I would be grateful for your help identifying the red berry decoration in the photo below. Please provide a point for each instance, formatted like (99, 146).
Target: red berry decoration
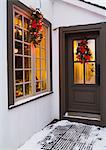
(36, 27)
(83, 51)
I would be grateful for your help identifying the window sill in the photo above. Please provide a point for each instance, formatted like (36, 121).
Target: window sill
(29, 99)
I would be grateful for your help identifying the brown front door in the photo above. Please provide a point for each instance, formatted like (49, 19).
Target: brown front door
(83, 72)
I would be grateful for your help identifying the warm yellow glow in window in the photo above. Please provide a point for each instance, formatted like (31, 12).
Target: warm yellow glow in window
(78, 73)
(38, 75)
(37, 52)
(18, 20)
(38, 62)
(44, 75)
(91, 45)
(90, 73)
········
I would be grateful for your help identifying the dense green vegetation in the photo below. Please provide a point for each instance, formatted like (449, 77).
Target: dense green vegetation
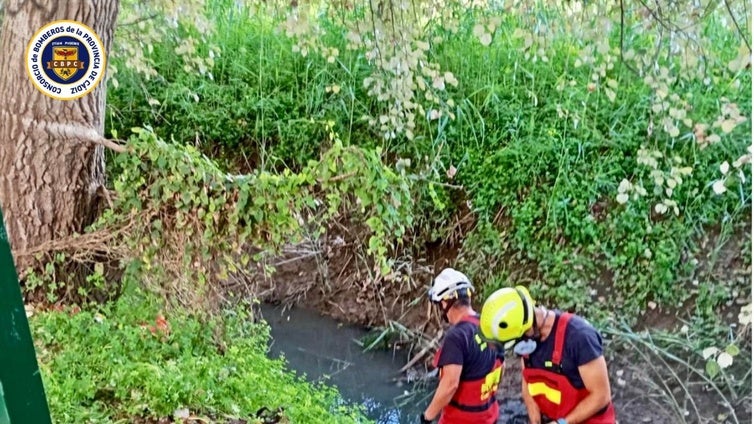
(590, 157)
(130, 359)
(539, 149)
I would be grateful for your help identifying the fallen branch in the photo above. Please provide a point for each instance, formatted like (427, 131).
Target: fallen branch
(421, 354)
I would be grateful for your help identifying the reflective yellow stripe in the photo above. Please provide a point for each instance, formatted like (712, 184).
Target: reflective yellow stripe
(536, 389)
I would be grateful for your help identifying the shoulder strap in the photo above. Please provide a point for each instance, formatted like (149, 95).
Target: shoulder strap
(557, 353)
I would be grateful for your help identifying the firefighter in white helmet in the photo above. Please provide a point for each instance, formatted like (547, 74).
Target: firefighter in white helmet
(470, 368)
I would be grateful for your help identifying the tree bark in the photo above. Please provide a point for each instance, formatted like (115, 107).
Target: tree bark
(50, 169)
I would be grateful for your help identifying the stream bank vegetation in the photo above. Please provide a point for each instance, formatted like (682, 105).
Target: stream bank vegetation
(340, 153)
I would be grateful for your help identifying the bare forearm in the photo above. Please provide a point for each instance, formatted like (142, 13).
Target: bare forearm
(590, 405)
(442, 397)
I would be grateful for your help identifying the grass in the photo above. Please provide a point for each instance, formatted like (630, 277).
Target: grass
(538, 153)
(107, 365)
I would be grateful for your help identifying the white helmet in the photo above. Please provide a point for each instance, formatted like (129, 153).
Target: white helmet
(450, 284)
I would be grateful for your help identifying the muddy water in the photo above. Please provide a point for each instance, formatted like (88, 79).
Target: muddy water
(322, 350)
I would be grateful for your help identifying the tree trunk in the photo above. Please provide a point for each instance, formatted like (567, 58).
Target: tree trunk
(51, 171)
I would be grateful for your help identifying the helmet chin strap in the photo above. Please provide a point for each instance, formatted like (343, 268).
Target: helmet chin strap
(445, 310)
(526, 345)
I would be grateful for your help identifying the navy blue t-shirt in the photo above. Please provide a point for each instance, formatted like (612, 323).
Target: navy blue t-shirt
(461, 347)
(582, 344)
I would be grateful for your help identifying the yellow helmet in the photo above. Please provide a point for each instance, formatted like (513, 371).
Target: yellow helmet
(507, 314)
········
■ THE EXERCISE:
Please pull out every line of the data above that contains the string "stripe", and copy each one. Case counts.

■ SOLUTION FOR THIS PROBLEM:
I would be grateful for your help identifying the reflective yellow stripe in the photo above. Please provide a point for each instance, formatted like (712, 184).
Target: reflective yellow stripe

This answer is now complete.